Friday, April 6, 2012

EPA finds elevated levels of metals, salts in Dimock wells More study to come but no action required for offline wells

Data from the federal EPA released this afternoon suggests nagging signs of problems with Dimock water possibly related to drilling activities, but nothing that federal officials feel requires “immediate action.”

In 324 pages of lab data released this afternoon, results from 71 samples were highlighted in yellow marker as flags for water with traces of contaminants near or above “action levels.” Action levels do not equal heath threats, according to an EPA policy document. Rather, they “enable EPA to quickly identify the analytical lab data results that warrant further scientific review.” In the case of the Dimock water, some of the samples that showed pollution are not immediate health threats because they have already been taken off line.
=====
• [REQUIREMENT 1]: Count the lines of the listing that contain the string "goggles", and give only the number.
The listing has no connection to the Dimock article.
=====
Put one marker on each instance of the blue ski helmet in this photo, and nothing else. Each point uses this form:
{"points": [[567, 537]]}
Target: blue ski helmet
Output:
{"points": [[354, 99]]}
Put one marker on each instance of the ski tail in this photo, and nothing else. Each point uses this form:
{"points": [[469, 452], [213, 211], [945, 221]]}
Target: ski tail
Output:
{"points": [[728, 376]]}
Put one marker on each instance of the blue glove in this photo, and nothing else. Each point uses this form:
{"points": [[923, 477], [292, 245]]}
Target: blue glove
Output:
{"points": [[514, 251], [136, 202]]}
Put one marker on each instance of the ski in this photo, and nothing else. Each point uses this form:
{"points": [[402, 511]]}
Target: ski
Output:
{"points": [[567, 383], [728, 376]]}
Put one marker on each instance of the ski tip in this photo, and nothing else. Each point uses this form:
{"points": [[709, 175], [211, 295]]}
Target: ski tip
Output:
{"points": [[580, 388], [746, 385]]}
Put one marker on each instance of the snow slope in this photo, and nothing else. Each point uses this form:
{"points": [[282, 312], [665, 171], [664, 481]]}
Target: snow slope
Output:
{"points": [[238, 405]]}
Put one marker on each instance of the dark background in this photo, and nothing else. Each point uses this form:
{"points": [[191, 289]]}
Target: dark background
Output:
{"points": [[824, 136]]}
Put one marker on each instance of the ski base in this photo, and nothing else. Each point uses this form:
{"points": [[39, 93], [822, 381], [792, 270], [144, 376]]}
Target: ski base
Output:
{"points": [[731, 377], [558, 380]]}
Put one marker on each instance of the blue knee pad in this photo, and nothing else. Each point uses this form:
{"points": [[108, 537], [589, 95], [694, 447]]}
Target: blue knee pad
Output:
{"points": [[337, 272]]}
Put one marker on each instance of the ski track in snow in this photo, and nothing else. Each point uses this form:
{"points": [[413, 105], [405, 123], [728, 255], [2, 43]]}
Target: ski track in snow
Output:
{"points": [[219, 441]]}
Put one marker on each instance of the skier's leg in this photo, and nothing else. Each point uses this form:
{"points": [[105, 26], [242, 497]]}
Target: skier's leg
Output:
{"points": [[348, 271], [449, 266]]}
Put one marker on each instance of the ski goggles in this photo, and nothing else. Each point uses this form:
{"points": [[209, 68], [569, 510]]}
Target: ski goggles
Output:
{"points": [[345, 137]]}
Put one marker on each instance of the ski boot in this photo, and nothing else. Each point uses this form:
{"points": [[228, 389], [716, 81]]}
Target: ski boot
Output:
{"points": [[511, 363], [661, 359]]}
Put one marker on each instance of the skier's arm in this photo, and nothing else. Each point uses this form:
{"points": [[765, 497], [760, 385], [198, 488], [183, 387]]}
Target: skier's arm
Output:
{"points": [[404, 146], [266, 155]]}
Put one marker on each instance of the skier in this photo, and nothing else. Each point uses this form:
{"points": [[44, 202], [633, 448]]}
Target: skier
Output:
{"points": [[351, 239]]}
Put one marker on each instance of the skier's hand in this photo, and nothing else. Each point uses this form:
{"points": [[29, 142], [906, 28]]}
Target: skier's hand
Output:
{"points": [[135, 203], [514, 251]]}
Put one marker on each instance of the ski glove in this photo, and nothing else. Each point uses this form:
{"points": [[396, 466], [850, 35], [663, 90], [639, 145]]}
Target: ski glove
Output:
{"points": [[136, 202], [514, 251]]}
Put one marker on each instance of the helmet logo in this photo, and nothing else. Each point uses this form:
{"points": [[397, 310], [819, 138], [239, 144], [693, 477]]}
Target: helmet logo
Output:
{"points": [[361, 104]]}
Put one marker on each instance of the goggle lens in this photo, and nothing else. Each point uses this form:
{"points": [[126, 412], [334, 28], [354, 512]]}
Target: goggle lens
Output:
=====
• [REQUIREMENT 2]: Rewrite the stretch of the Dimock article from "EPA finds elevated" through "taken off line.", replacing "samples" with "specimens".

• [FULL ANSWER 1]: 2

• [FULL ANSWER 2]:
EPA finds elevated levels of metals, salts in Dimock wells More study to come but no action required for offline wells

Data from the federal EPA released this afternoon suggests nagging signs of problems with Dimock water possibly related to drilling activities, but nothing that federal officials feel requires “immediate action.”

In 324 pages of lab data released this afternoon, results from 71 specimens were highlighted in yellow marker as flags for water with traces of contaminants near or above “action levels.” Action levels do not equal heath threats, according to an EPA policy document. Rather, they “enable EPA to quickly identify the analytical lab data results that warrant further scientific review.” In the case of the Dimock water, some of the specimens that showed pollution are not immediate health threats because they have already been taken off line.